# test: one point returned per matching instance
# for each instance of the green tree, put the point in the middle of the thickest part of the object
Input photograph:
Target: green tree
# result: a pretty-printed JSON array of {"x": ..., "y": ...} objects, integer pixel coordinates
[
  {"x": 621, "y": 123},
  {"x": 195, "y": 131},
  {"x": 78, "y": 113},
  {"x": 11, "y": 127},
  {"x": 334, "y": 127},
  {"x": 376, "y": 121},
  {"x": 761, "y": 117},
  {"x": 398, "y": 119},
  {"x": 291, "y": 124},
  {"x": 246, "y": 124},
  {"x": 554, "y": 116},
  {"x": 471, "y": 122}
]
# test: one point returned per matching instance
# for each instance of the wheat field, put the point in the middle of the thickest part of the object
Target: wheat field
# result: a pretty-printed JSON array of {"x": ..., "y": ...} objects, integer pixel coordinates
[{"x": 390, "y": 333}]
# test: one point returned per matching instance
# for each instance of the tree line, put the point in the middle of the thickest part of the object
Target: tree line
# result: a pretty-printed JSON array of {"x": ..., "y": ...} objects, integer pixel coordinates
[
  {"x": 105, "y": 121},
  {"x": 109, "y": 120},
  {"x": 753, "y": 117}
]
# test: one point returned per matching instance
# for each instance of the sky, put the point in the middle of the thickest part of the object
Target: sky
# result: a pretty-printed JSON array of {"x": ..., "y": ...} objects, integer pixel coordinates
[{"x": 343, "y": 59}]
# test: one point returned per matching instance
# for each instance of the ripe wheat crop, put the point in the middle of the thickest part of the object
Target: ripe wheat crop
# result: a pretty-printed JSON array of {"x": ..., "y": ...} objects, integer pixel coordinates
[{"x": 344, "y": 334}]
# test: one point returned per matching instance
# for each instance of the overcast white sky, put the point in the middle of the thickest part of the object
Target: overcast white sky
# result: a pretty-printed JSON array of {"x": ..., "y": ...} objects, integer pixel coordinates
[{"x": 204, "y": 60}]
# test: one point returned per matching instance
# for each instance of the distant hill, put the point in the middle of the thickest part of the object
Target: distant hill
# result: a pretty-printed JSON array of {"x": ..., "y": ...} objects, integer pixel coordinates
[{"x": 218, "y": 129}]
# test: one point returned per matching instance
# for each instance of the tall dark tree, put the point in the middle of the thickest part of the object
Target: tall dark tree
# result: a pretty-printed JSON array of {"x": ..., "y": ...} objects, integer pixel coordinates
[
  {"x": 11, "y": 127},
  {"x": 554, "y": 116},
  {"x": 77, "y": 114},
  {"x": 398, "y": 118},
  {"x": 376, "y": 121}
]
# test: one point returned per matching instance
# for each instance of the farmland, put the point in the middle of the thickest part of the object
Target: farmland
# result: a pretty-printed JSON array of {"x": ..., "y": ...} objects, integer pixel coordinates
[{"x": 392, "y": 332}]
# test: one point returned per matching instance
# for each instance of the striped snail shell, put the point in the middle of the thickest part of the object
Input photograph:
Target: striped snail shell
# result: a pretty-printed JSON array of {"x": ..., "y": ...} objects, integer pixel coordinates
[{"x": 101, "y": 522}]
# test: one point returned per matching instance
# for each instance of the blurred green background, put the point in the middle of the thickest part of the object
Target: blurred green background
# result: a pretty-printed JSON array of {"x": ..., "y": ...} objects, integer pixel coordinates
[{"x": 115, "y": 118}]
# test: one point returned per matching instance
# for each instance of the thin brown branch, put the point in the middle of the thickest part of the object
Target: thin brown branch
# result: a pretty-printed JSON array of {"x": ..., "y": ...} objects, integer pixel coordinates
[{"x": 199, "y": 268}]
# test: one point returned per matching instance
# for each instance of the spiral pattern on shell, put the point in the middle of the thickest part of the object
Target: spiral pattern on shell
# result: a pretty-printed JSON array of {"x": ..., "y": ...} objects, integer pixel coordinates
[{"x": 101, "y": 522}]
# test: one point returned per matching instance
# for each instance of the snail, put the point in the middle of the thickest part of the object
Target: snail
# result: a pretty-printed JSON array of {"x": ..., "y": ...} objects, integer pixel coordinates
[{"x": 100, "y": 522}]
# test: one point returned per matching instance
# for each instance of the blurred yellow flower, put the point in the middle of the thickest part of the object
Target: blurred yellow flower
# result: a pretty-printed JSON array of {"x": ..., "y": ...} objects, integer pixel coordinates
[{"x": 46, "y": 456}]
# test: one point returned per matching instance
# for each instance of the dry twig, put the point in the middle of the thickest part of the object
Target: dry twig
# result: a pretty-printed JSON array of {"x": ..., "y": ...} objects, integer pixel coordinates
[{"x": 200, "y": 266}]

##########

• _Exercise description_: Within the listing above, give again exactly every line from the line with "# for each instance of the blurred green" through the line with "Target: thin brown branch", both included, and no other line.

• _Response area_:
# for each instance of the blurred green background, put the point in the middle of the thickest part of the object
Target: blurred green background
# result: a pretty-printed JSON array of {"x": ..., "y": ...} objects, integer pixel coordinates
[{"x": 115, "y": 118}]
# test: one point returned per matching instance
# for each instance of the thin brown branch, put the point in the middle of the thickest part of the object
Target: thin brown branch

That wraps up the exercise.